TO DO
1/ From the reflection on life and death, extract the passage that begins at the words "Wednesday, April 4, 2012" and stops after "make this choice.".
2/ Continue the reflection on life and death from where it stops.

TEXT SECTION
Start of Block

Wednesday, April 4, 2012

Life and Death

Holy week confronts us with the reality that some people have the power over life and death. Like Pontius Pilate they can be swayed one way or another. To take a life or to save a life? In the medical world, this is experienced most controversially in abortion. In some countries doctors are offered guidelines within which they are free to take the life of an unborn child. They use their professional judgement and ethical perspective to make this choice.

In another classic example, the state can exercise the power of execution. The life of a killer can be cut short as punishment for the crime. In Switzerland, there are two agencies that provide euthanasia services. The tools of self-destruction are provided to those whose will to live has expired. Though less directly involved, the choice is still negotiated with the agency. It's judgments influence who lives and who dies.

Beyond these very controversial examples are those regular decisions taken by doctors the world over. Do they let life slip away or do they intervene more aggressively to hold back the tide of death? Their professional and ethical training is designed to help them interpret the circumstances of an individual patient and to guide their actions for treatment or to assist a comfortable end.

End of Block

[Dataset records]
Start of Block

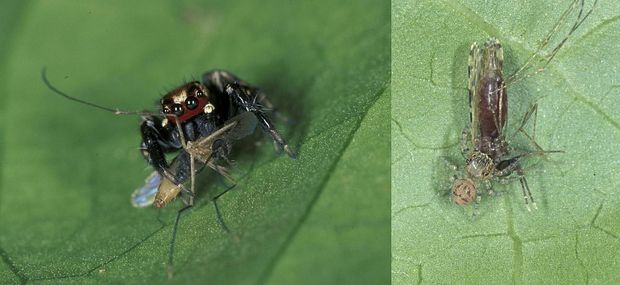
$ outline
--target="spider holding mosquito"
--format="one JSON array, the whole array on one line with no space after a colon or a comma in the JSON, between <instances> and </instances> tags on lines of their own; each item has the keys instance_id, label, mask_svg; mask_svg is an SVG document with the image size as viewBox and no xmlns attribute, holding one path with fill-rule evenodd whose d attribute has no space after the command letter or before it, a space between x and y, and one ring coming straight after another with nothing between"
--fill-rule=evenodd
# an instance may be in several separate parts
<instances>
[{"instance_id":1,"label":"spider holding mosquito","mask_svg":"<svg viewBox=\"0 0 620 285\"><path fill-rule=\"evenodd\" d=\"M590 10L584 14L584 1L575 0L564 12L551 32L549 32L537 52L506 81L504 81L502 76L504 56L499 41L491 38L482 46L477 43L472 44L468 66L470 122L461 133L461 153L465 158L465 166L459 168L448 162L450 168L461 173L461 175L453 175L451 178L453 181L451 189L452 200L456 204L466 205L474 202L475 215L481 200L482 191L479 189L481 184L492 195L494 193L492 181L506 184L513 180L519 180L526 208L528 211L531 211L530 203L536 208L536 203L521 166L521 161L533 155L563 151L546 151L536 143L535 130L538 104L534 104L523 116L521 125L517 132L515 132L515 135L518 132L524 134L537 150L521 151L520 154L514 156L510 154L512 147L509 146L509 139L506 136L508 114L506 86L525 78L525 76L518 77L518 75L532 67L538 52L550 42L551 37L560 28L561 24L579 6L577 20L570 28L566 37L551 51L549 57L544 61L544 65L535 70L533 74L543 71L571 34L588 18L596 2L594 1ZM534 115L534 130L533 135L530 136L524 128L532 115Z\"/></svg>"},{"instance_id":2,"label":"spider holding mosquito","mask_svg":"<svg viewBox=\"0 0 620 285\"><path fill-rule=\"evenodd\" d=\"M271 137L276 152L284 151L295 158L295 153L267 115L267 109L272 109L273 105L264 93L226 71L206 72L201 82L189 82L170 91L161 98L159 113L121 111L87 102L54 87L47 79L45 68L41 76L50 90L69 100L116 115L142 116L140 150L154 171L147 177L144 186L134 191L131 202L135 207L154 205L162 208L181 196L185 205L178 211L173 227L169 275L181 213L194 205L196 173L208 166L233 183L213 199L215 203L235 185L221 162L231 164L228 155L232 143L252 134L257 124ZM165 154L174 152L176 157L168 163ZM188 179L191 181L190 189L184 186Z\"/></svg>"}]
</instances>

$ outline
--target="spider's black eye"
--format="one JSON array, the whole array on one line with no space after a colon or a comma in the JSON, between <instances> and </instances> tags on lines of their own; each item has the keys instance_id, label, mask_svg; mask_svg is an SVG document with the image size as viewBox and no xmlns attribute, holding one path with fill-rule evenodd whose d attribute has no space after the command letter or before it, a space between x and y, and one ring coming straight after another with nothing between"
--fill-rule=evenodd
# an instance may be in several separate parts
<instances>
[{"instance_id":1,"label":"spider's black eye","mask_svg":"<svg viewBox=\"0 0 620 285\"><path fill-rule=\"evenodd\" d=\"M183 114L183 107L181 104L174 104L172 105L172 112L177 116L181 116Z\"/></svg>"},{"instance_id":2,"label":"spider's black eye","mask_svg":"<svg viewBox=\"0 0 620 285\"><path fill-rule=\"evenodd\" d=\"M198 99L196 99L196 97L188 97L185 100L185 106L190 110L196 109L196 107L198 107Z\"/></svg>"}]
</instances>

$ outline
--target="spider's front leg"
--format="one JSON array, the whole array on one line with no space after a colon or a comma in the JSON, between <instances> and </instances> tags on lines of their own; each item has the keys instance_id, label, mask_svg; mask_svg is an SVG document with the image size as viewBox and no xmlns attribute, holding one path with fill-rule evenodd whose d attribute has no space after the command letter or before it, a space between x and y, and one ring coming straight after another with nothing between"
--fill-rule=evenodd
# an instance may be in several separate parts
<instances>
[{"instance_id":1,"label":"spider's front leg","mask_svg":"<svg viewBox=\"0 0 620 285\"><path fill-rule=\"evenodd\" d=\"M280 133L278 133L276 128L273 126L271 118L269 118L269 116L265 113L263 106L258 102L257 90L249 90L248 88L243 88L240 86L238 82L233 82L226 86L226 93L231 96L245 111L252 112L256 115L258 123L263 131L271 136L274 146L278 152L284 150L289 157L295 158L295 152L293 152L284 138L282 138Z\"/></svg>"}]
</instances>

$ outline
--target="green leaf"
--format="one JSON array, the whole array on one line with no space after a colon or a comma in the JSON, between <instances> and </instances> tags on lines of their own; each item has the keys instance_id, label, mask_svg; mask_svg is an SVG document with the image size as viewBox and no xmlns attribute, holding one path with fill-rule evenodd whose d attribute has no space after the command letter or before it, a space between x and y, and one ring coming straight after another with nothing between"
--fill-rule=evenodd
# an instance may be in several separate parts
<instances>
[{"instance_id":1,"label":"green leaf","mask_svg":"<svg viewBox=\"0 0 620 285\"><path fill-rule=\"evenodd\" d=\"M388 282L387 3L200 2L2 4L0 283ZM289 117L277 126L299 158L260 132L235 145L238 184L218 200L230 234L210 202L225 186L204 171L168 280L181 203L129 203L151 171L139 118L54 95L43 66L61 90L127 110L230 70Z\"/></svg>"},{"instance_id":2,"label":"green leaf","mask_svg":"<svg viewBox=\"0 0 620 285\"><path fill-rule=\"evenodd\" d=\"M566 151L526 162L538 210L526 210L518 183L495 185L503 195L484 196L472 221L471 207L450 201L441 159L464 163L471 43L497 37L505 69L515 71L569 2L392 2L394 284L620 281L617 2L599 1L543 73L508 87L508 129L538 100L536 141ZM513 145L532 149L521 136Z\"/></svg>"}]
</instances>

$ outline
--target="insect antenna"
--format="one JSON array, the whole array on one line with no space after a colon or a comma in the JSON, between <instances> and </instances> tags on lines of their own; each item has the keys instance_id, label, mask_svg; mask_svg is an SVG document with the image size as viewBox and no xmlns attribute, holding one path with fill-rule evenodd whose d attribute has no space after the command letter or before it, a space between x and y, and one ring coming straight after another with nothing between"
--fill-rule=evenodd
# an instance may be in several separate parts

End of Block

EXPECTED RESULTS
1/
Wednesday, April 4, 2012

Life and Death

Holy week confronts us with the reality that some people have the power over life and death. Like Pontius Pilate they can be swayed one way or another. To take a life or to save a life? In the medical world, this is experienced most controversially in abortion. In some countries doctors are offered guidelines within which they are free to take the life of an unborn child. They use their professional judgement and ethical perspective to make this choice.

2/
This power over life and death remains in human hands, uncomfortable though that is. In many ways we now have more options and therefore more complex choices. Pilate recognised the political dangers of the dilemma before him and hoped for an alternative. Ultimately he was forced to choose: Jesus was hung on a cross. An eternal and divine injustice was committed. Choices cannot always be avoided.

Not many of us have to face dilemmas such as these, and even if we do, we have a natural instinct to save life rather than extinguish it. Yet death becomes us all. We see how profoundly people suffer in the fight to hold on to life until the bitter end and we realise that the power we have to intervene is not easily wielded. These choices haunt us even as they give many the hope of rescue.

There are no easy answers to these common dilemmas. The passion of Christ holds us this week in the grip of death. It is a story and a context we should embrace and from which we can draw spiritual strength for the times and choices that lie ahead.